Start of Supplied information
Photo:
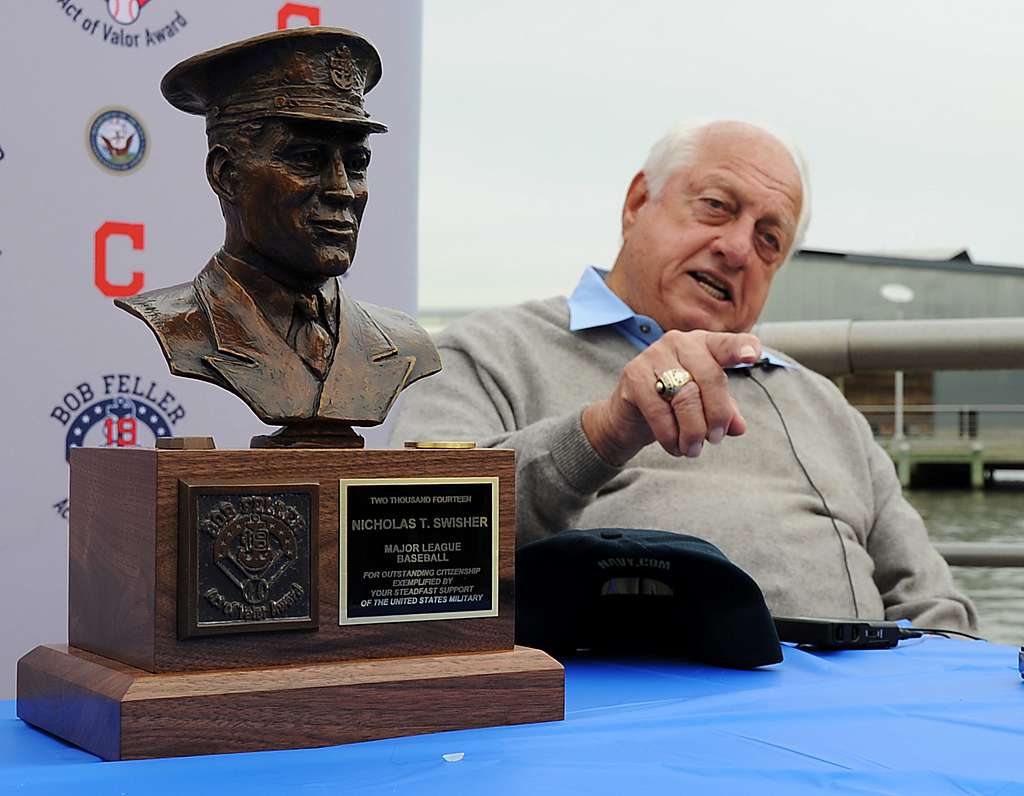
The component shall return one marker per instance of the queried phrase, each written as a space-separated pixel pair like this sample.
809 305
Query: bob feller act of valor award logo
118 410
117 139
117 22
End of Supplied information
» Work order
Reproduce every record word for word. The copy must contain no pictures.

» Output of the exercise
Photo:
The component shall return one marker per instance of the queried phrase, each written as a space-separated pixel pair like this sample.
809 305
Query: bob feller act of valor award logo
118 410
117 139
117 22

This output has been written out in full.